**ACTIVITY**
Reproduce, please, the line that holds "Need: one point per instance of the leafy" and all later lines through the end of the entries below, exactly; omit pictures.
[[ RECORDS FOR THIS EXERCISE, beginning ]]
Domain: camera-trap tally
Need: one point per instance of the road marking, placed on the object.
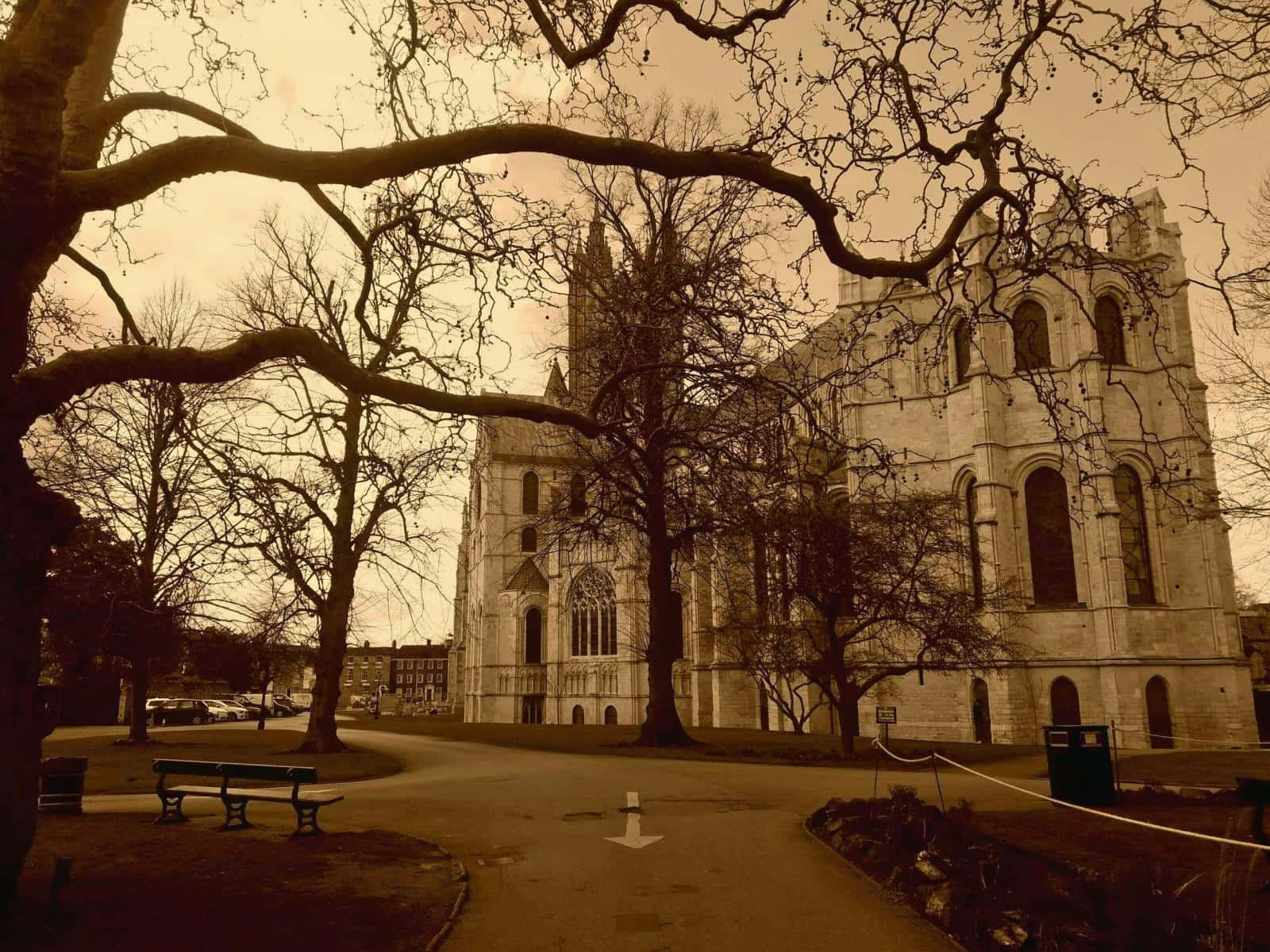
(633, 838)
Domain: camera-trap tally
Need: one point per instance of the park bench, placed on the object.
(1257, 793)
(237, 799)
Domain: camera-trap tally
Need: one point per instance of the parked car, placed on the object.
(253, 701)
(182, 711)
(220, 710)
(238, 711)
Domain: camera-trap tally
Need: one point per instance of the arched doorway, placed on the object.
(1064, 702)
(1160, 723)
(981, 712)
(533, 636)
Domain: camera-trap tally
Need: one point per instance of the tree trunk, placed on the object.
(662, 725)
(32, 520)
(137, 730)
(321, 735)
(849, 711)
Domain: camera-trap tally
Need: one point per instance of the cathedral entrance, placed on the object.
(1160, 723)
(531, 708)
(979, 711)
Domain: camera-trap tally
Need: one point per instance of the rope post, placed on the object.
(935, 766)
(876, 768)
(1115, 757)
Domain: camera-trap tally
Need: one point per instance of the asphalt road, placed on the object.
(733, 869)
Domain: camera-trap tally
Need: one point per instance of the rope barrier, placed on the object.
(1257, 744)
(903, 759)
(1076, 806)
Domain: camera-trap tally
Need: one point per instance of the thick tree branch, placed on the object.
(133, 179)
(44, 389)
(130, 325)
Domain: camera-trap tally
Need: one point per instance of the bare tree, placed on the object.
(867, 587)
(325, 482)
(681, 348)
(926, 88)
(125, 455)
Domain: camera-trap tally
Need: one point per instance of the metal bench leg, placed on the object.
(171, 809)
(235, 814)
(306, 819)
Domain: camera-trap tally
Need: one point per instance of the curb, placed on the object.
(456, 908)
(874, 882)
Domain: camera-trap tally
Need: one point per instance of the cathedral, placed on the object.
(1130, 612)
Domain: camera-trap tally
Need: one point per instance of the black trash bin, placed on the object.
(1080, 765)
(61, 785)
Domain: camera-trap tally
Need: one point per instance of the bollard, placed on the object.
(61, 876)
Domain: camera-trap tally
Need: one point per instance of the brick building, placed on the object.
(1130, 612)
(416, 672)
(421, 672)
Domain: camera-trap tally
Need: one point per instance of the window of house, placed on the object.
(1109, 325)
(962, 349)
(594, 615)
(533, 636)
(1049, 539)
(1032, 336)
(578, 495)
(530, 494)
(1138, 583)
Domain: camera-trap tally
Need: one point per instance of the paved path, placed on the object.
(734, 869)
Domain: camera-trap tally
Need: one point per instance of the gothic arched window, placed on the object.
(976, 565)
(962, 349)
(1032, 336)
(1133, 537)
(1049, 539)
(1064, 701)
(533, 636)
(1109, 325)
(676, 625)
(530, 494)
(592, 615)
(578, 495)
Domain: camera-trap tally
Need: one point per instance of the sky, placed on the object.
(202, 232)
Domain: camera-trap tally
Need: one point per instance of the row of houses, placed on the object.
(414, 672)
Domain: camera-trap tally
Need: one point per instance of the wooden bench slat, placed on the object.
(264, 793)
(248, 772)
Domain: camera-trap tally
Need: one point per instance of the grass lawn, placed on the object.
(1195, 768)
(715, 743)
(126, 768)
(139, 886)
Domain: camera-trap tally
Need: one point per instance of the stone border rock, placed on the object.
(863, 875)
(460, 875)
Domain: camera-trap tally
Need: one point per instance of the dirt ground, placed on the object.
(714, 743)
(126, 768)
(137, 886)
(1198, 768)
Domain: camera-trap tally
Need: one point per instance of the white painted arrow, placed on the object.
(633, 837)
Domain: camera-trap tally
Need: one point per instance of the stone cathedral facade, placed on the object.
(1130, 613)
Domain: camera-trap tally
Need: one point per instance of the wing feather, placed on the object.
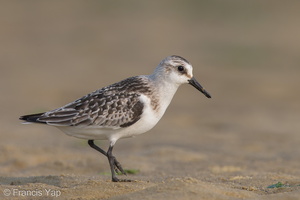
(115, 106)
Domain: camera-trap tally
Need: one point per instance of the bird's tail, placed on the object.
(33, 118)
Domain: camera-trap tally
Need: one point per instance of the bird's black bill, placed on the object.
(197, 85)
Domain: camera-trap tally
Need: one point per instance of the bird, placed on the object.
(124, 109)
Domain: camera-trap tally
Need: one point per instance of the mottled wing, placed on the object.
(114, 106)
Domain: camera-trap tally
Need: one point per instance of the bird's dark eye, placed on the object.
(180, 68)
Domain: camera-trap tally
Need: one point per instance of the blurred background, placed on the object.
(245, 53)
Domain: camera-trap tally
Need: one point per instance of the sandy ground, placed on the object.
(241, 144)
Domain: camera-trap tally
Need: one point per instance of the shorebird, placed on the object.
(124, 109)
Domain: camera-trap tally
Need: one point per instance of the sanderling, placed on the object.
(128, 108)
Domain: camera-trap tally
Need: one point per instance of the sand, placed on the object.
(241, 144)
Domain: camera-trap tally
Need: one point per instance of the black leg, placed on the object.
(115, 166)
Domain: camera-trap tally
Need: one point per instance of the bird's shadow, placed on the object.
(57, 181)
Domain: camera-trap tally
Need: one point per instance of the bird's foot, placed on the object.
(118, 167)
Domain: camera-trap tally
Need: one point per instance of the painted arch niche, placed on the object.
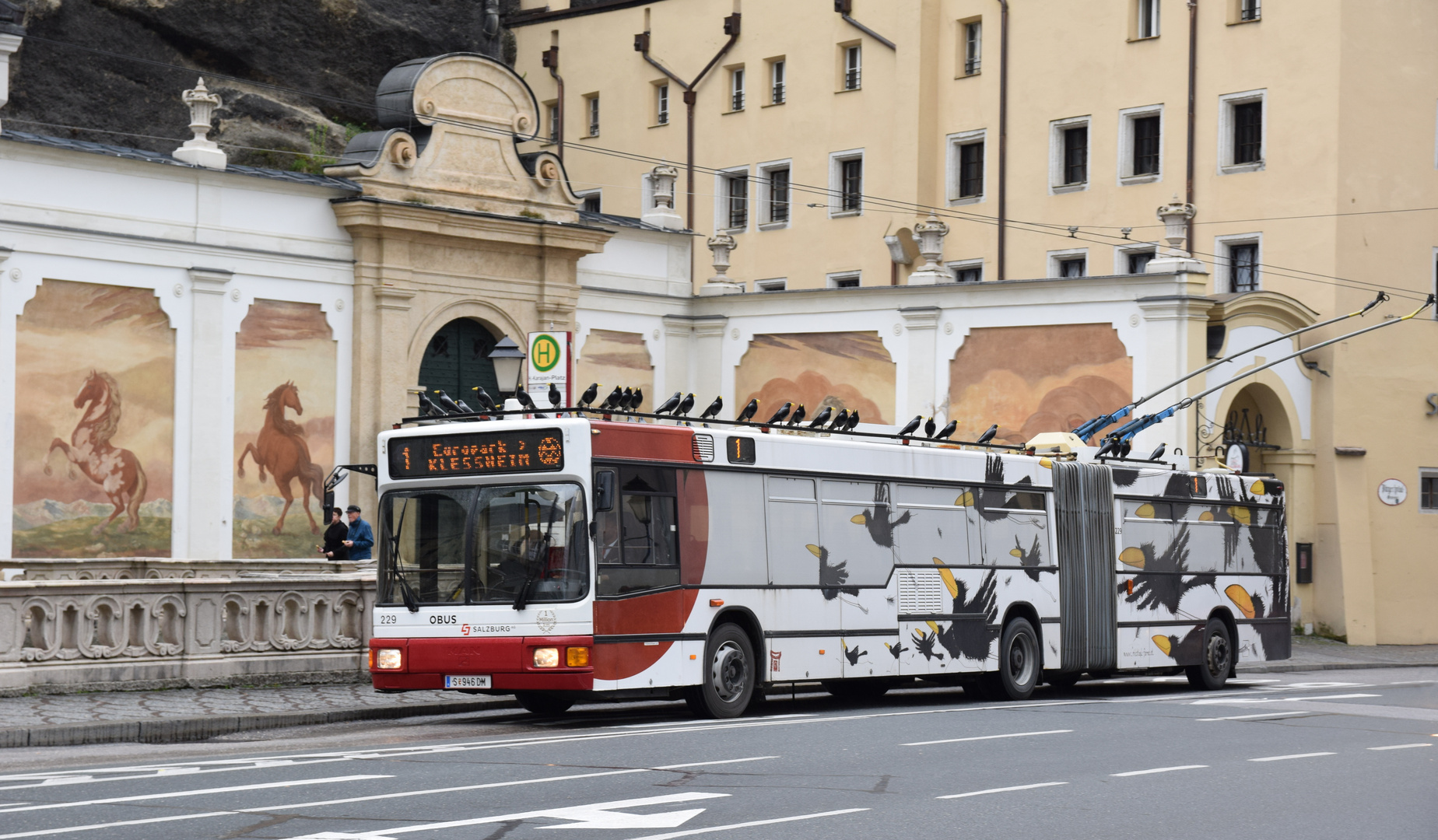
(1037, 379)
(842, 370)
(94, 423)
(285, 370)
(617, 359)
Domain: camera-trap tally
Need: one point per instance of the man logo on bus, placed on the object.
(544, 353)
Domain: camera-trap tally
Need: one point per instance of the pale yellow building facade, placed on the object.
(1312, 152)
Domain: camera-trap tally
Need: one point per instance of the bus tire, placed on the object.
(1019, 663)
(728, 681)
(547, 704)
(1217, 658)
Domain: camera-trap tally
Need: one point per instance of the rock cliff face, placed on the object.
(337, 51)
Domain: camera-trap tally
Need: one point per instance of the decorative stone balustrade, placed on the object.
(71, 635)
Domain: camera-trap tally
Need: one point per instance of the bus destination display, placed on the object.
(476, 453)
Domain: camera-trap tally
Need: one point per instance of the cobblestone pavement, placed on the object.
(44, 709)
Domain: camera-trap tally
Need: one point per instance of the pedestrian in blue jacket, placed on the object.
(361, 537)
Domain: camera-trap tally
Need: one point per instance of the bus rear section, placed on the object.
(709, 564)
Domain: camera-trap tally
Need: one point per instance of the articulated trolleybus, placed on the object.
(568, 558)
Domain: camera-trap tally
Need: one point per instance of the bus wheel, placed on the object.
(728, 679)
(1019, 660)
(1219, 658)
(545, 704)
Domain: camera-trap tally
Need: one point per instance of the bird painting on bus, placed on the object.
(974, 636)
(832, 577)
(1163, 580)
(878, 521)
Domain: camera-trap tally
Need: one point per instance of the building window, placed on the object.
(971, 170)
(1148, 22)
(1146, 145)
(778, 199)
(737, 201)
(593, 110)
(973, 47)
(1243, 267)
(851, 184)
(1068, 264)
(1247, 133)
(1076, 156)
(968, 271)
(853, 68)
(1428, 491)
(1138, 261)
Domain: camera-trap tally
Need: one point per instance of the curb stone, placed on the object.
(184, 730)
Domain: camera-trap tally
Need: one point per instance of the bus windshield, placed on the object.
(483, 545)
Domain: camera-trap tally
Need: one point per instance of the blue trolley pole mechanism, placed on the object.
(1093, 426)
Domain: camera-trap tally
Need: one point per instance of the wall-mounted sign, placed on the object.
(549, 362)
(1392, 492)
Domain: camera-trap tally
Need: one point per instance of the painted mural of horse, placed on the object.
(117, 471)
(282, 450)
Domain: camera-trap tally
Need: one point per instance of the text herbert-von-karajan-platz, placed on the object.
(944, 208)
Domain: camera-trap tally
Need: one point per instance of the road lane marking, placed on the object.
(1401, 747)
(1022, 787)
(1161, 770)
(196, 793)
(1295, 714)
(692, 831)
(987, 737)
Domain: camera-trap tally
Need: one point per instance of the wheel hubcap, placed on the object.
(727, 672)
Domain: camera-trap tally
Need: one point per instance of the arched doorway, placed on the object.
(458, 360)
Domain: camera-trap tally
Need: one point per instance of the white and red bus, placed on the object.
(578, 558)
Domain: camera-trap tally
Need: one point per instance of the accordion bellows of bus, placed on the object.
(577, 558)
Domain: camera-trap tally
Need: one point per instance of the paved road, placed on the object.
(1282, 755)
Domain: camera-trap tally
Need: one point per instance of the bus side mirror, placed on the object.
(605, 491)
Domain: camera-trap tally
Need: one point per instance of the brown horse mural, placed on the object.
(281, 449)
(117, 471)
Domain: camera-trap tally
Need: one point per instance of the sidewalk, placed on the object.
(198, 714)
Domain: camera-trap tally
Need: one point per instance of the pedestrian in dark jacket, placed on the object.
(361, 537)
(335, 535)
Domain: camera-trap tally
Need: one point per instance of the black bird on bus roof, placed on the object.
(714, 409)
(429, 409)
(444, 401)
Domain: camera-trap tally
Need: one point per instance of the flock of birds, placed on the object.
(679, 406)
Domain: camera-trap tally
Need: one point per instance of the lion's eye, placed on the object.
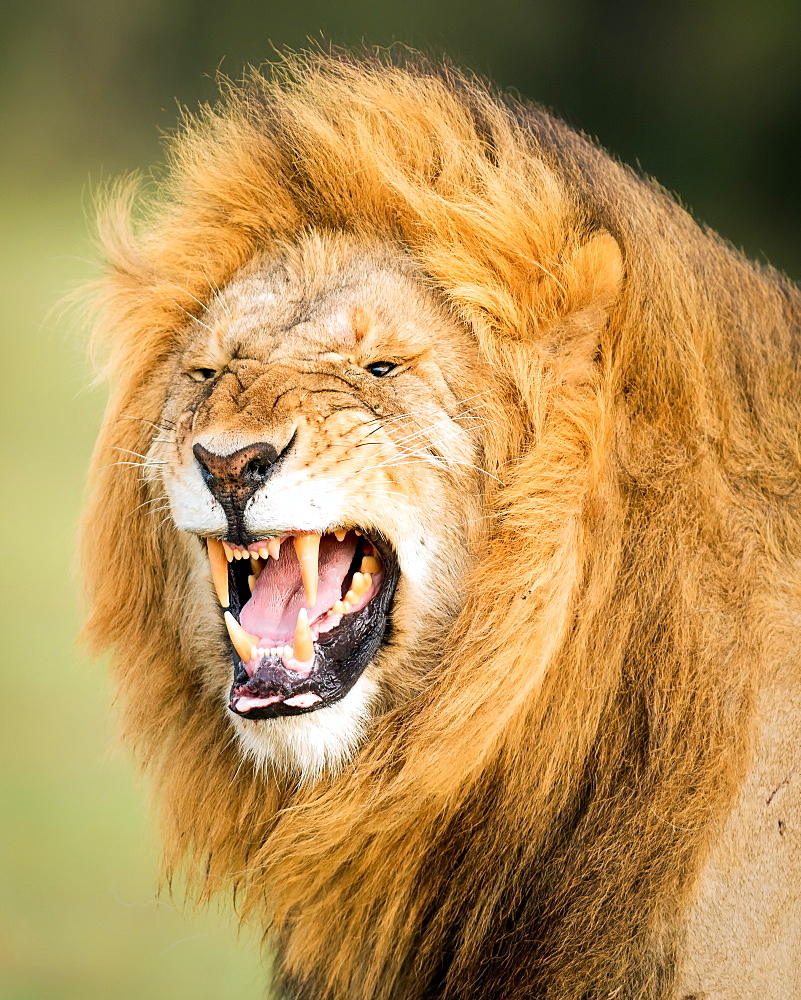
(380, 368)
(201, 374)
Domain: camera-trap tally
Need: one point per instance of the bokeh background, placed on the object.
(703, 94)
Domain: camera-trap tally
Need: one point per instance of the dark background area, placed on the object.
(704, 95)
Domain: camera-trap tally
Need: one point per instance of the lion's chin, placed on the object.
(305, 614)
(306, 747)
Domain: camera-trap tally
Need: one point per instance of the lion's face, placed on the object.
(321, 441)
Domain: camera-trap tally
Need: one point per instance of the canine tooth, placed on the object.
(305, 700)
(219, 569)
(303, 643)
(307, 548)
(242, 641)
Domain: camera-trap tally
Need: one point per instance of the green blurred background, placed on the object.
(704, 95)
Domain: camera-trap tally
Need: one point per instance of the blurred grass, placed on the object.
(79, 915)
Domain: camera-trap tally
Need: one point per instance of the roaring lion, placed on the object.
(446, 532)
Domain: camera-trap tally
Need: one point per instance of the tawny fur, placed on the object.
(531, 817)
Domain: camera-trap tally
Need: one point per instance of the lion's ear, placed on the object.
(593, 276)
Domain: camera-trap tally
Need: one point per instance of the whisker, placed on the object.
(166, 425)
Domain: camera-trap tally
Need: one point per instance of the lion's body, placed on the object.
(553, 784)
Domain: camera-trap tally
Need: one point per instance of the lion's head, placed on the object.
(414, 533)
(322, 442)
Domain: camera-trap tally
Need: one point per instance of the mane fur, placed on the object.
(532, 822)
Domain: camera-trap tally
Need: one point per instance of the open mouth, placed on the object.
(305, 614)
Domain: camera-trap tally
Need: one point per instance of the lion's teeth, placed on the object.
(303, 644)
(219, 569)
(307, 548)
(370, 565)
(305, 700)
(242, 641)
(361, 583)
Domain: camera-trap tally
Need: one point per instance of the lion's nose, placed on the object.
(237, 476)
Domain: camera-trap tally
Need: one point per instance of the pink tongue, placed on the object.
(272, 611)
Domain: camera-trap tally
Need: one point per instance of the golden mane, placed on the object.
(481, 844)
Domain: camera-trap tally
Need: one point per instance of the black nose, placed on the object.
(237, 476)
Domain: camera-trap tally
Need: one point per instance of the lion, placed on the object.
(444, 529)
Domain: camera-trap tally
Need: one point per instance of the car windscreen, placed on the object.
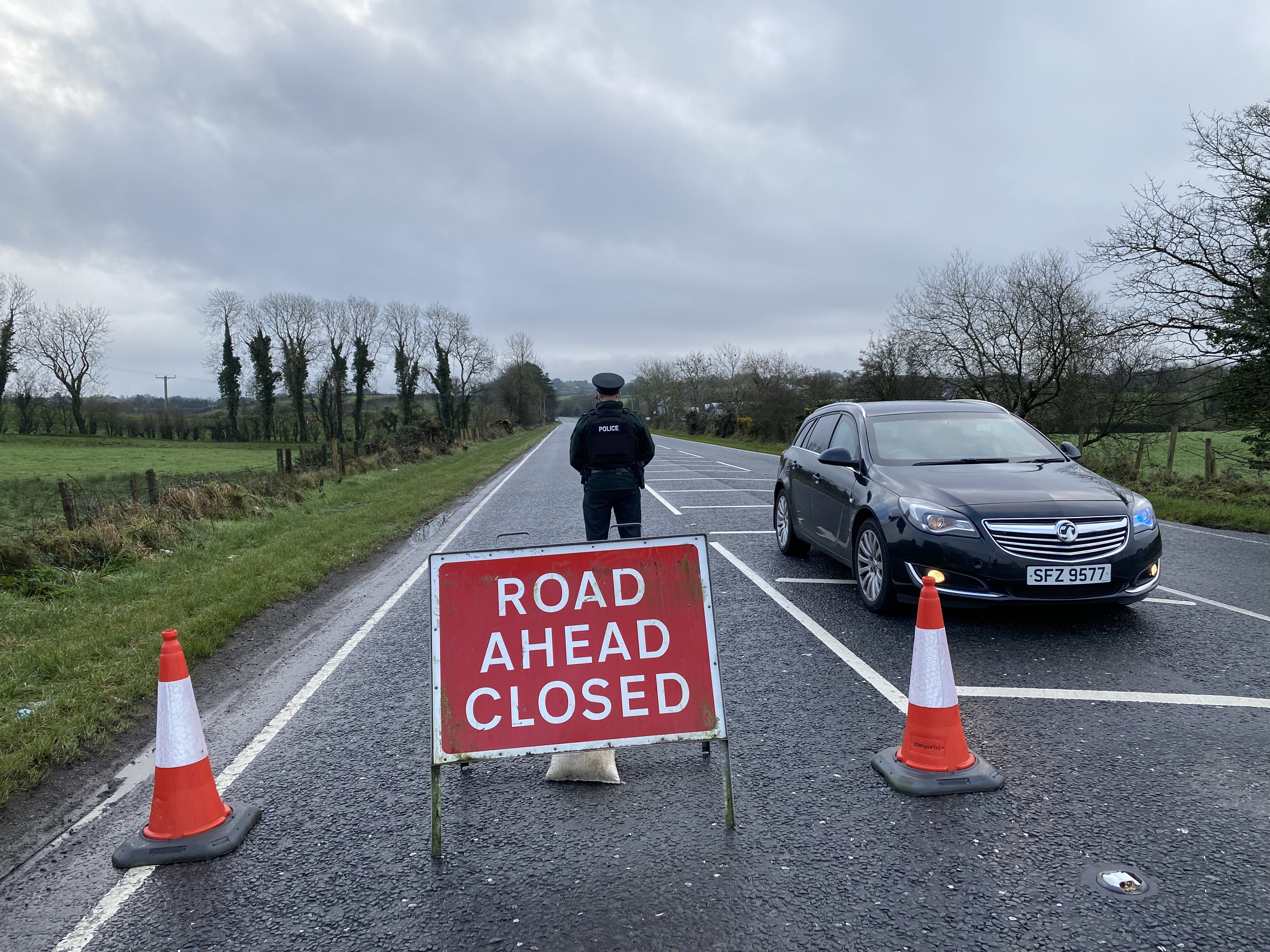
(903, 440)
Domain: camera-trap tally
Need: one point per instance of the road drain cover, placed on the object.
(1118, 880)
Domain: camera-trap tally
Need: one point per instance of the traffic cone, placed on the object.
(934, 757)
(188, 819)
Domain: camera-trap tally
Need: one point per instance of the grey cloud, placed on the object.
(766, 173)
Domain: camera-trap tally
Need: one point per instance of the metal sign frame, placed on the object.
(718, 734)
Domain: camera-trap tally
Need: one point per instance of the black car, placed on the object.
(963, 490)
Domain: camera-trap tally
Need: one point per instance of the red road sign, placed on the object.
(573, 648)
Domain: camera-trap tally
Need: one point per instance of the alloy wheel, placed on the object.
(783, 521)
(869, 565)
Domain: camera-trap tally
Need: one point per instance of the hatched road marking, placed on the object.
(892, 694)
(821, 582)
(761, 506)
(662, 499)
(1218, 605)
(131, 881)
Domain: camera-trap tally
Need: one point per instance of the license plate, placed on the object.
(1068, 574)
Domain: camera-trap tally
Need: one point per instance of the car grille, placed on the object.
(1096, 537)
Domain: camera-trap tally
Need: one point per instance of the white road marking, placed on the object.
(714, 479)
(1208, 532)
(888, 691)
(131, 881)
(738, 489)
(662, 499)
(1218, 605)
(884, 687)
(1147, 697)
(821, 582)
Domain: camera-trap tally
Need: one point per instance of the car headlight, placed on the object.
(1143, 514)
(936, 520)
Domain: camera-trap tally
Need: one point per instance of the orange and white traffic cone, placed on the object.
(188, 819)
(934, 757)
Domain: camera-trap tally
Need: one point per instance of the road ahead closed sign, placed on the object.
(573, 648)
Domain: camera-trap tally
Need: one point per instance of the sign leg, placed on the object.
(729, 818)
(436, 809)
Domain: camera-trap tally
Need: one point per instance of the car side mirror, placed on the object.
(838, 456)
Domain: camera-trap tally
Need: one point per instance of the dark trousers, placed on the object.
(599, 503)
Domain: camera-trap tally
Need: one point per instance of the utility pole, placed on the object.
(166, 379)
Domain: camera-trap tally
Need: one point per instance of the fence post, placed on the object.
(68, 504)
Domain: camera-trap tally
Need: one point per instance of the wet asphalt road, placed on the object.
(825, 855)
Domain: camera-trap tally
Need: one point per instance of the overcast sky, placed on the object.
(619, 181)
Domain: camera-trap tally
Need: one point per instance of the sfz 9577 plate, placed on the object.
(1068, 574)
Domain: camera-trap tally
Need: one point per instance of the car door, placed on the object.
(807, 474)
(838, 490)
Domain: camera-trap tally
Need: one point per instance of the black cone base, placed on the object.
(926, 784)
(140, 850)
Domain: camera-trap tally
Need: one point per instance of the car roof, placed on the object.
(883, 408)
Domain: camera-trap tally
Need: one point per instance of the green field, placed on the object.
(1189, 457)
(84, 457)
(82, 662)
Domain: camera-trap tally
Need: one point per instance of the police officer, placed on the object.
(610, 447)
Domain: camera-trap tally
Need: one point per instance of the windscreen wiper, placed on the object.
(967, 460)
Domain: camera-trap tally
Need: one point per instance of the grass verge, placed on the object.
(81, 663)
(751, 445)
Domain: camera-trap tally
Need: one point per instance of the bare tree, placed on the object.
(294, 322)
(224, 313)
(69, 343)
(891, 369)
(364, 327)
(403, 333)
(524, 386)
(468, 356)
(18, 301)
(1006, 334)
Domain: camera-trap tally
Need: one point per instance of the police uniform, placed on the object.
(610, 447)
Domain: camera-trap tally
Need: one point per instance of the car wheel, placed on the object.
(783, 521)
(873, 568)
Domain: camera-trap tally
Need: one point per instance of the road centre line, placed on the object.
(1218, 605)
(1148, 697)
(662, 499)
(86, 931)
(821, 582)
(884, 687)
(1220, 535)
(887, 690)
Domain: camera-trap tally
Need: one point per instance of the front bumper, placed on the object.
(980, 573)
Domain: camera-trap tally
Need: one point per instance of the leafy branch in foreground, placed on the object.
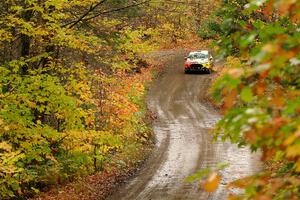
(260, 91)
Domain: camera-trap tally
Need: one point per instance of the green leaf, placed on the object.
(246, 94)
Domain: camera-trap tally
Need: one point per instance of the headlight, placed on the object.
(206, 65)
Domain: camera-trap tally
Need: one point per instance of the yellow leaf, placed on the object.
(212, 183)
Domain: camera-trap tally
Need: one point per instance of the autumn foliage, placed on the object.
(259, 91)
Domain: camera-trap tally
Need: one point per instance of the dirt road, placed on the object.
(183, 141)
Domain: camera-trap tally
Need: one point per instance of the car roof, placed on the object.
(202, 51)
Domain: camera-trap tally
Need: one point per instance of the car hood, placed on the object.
[[ RECORDS FOR THIS EXERCISE, end ]]
**ANSWER BOX**
Need: one point per instance of the leafy branch in foreground, placed on the object.
(260, 91)
Domain: camera-trap tally
Need: one point per instance of the green leaf, placed on the object.
(246, 94)
Domain: camera-trap tally
Need: one point per instance of the headlight, placed on the object.
(206, 65)
Domain: camera-trap tally
Need: one point per instance of the yellow leaf, placed on the object.
(212, 183)
Domain: camera-trap tally
Need: one point per instance of the autumn foliage, placed on the object.
(259, 91)
Domain: camera-trap tally
Need: one point per instance of the dirt road, placed on the object.
(183, 141)
Domain: camera-trap tally
Need: one point per instance of the car roof, placed on the object.
(202, 51)
Domain: camera-trap tally
Need: one point per instance of the car hood, placed on the object.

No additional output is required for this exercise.